→ **Requirement**
Write out every entry, unchanged. Skip any picture.

** Begin Available records **

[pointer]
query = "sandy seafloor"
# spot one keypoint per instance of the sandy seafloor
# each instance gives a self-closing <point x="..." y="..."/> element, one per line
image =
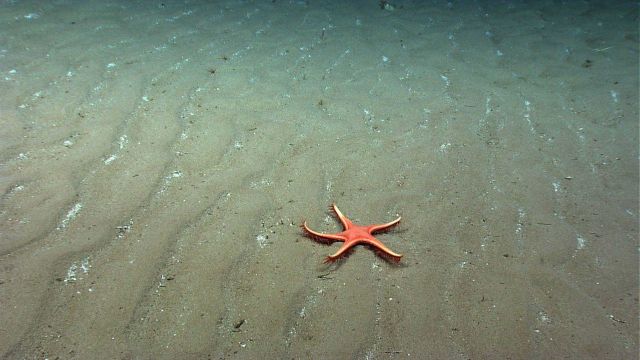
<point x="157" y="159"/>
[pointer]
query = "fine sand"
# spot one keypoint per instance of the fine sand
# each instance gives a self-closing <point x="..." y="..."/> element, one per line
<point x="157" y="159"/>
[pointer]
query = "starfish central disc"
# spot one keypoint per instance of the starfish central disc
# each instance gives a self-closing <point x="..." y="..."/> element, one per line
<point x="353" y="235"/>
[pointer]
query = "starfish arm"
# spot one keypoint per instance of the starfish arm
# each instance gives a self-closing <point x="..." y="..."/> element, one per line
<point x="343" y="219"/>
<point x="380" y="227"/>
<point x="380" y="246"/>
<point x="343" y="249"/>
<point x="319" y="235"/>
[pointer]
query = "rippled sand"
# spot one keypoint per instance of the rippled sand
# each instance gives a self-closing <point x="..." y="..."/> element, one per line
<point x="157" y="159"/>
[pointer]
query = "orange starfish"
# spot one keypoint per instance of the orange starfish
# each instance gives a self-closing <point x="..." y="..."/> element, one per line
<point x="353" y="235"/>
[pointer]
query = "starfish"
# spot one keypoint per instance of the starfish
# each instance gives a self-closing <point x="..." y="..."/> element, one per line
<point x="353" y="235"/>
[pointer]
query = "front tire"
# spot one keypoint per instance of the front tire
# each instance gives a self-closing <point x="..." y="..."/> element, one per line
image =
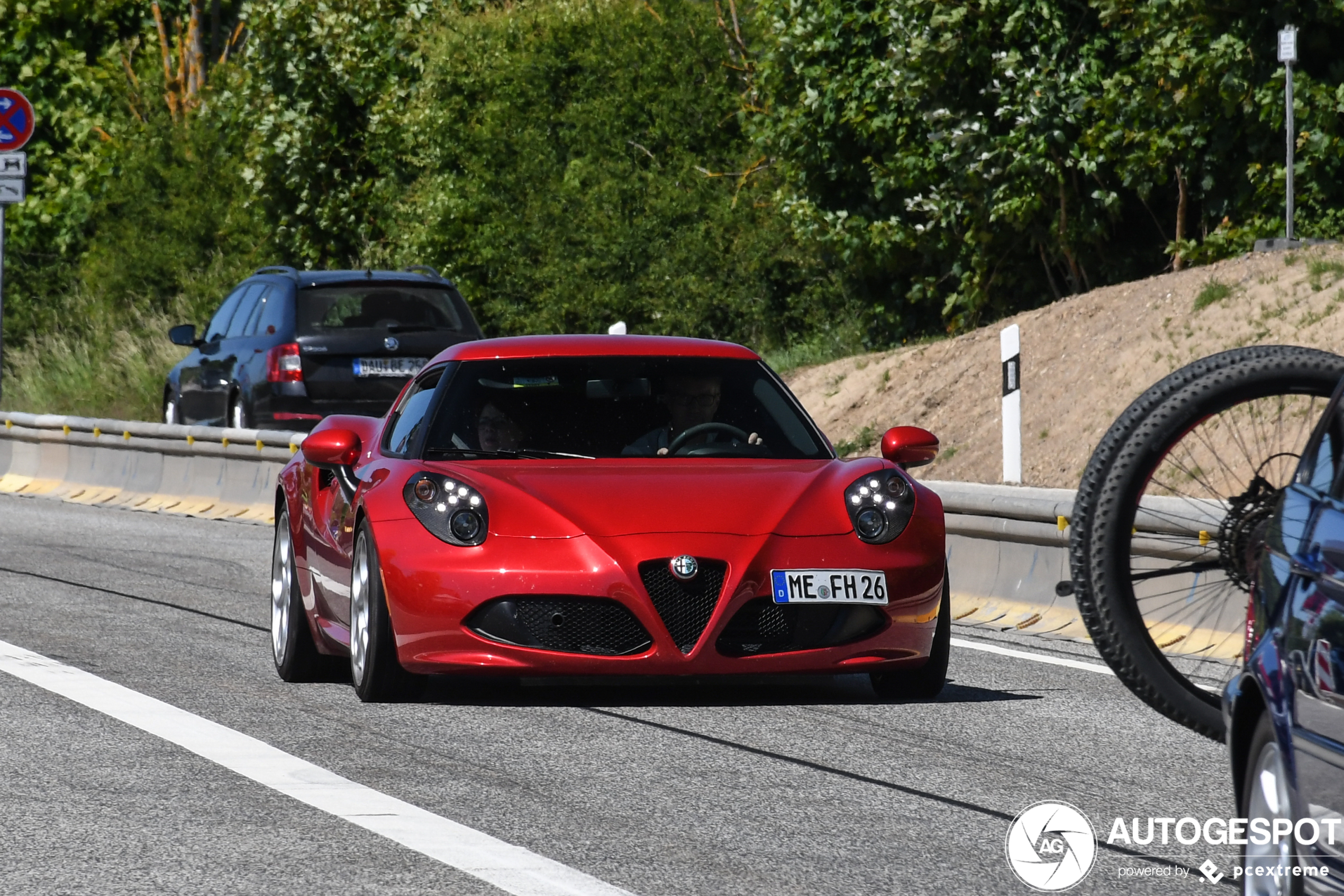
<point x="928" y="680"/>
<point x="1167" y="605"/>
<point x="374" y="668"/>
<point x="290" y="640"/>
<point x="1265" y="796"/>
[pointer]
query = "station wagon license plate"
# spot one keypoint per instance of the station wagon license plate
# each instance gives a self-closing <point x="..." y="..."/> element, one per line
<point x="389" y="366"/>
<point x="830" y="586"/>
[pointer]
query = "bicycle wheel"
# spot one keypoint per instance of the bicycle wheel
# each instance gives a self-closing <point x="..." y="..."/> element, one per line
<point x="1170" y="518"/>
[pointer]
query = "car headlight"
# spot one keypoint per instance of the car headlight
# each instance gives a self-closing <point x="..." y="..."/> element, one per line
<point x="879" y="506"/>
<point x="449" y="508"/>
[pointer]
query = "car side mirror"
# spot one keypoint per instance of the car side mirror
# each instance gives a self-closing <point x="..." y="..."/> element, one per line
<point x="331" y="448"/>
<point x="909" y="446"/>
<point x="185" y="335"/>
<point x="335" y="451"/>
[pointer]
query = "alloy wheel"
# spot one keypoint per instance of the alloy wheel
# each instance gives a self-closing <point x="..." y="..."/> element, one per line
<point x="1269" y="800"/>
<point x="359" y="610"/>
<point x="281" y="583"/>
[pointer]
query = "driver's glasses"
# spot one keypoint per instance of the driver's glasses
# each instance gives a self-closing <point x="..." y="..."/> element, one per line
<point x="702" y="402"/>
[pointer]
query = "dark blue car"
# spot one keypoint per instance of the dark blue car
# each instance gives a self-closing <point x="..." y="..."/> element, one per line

** End Available records **

→ **Solution below**
[pointer]
query = "sandy seafloor"
# spot one keypoint per instance of the sandy seafloor
# each instance gives a self-closing <point x="..." y="..."/> element, one per line
image =
<point x="157" y="159"/>
[pointer]
query = "fine sand"
# spot one keypoint per instance of the fine sand
# each instance gives a self-closing <point x="..." y="..."/> element, one per line
<point x="157" y="159"/>
[pointer]
query = "starfish central disc"
# spot one keypoint per instance of the starfish central disc
# each instance gives a self-closing <point x="..." y="..."/> element, one per line
<point x="353" y="235"/>
[pointer]
query = "starfish arm"
# spot one keypoint per instance of the starfish arm
# each instance gives a self-closing <point x="..." y="..."/> element, one per line
<point x="343" y="219"/>
<point x="380" y="227"/>
<point x="380" y="246"/>
<point x="343" y="249"/>
<point x="319" y="235"/>
[pointer]
query = "rippled sand"
# spot one keypoint per instance of the rippled sand
# each instance gives a self-closing <point x="..." y="..."/> element, one per line
<point x="157" y="159"/>
[pointer]
query = "orange starfish"
# spot one keypoint per instance of the orange starfish
# each instance gives a self-closing <point x="..." y="..."/> element, one per line
<point x="353" y="235"/>
[pointer]
query = "starfish"
# spot one keypoint per instance of the starfish
# each instance gives a self-closing <point x="..." y="..."/> element, one per line
<point x="353" y="235"/>
[pointer]
query = "front tire"
# spot one keypoint per instance of the front tire
# each instance gives a self-closing <point x="..." y="..."/> element, one per line
image =
<point x="928" y="680"/>
<point x="1167" y="605"/>
<point x="374" y="668"/>
<point x="290" y="640"/>
<point x="1265" y="796"/>
[pointer]
query = "station wagon license plate"
# spot one keypoint per instance of the station wagon license plate
# each instance gives a self-closing <point x="..." y="..."/> element, one per line
<point x="389" y="366"/>
<point x="830" y="586"/>
[pointer]
query = "bicycle wheel"
# spot one keypoint per instance of the bicycle wheel
# each instance gives a self-closing <point x="..." y="..."/> element, one per line
<point x="1170" y="518"/>
[pointer]
query = "car headlight"
# spot one keypoint per instance of the car headlight
# each instance gives a self-closing <point x="..." y="..."/> element, one per line
<point x="879" y="506"/>
<point x="449" y="508"/>
[pointer]
query = "car side mirror"
# spot one keypoint per instance of the car side mirror
# each instance gives a self-closing <point x="..." y="..."/> element, one per line
<point x="331" y="448"/>
<point x="909" y="446"/>
<point x="185" y="335"/>
<point x="335" y="451"/>
[pointer]
query = "alloy wheel"
# spot one keypoint per instance of the alloy wheel
# each instance gives a self-closing <point x="..." y="..."/> element, one per line
<point x="1269" y="800"/>
<point x="359" y="610"/>
<point x="281" y="583"/>
[pointer]
query = "driver's glasses"
# spot one keypoint per instance of the driver's glasses
# each instance gives a self-closing <point x="..." y="..."/> element, one per line
<point x="702" y="402"/>
[pointer]
query = "dark blue car"
# spot one keypoint per instance of the dark blue car
# each instance gives a self-closing <point x="..." y="..."/> element, one per line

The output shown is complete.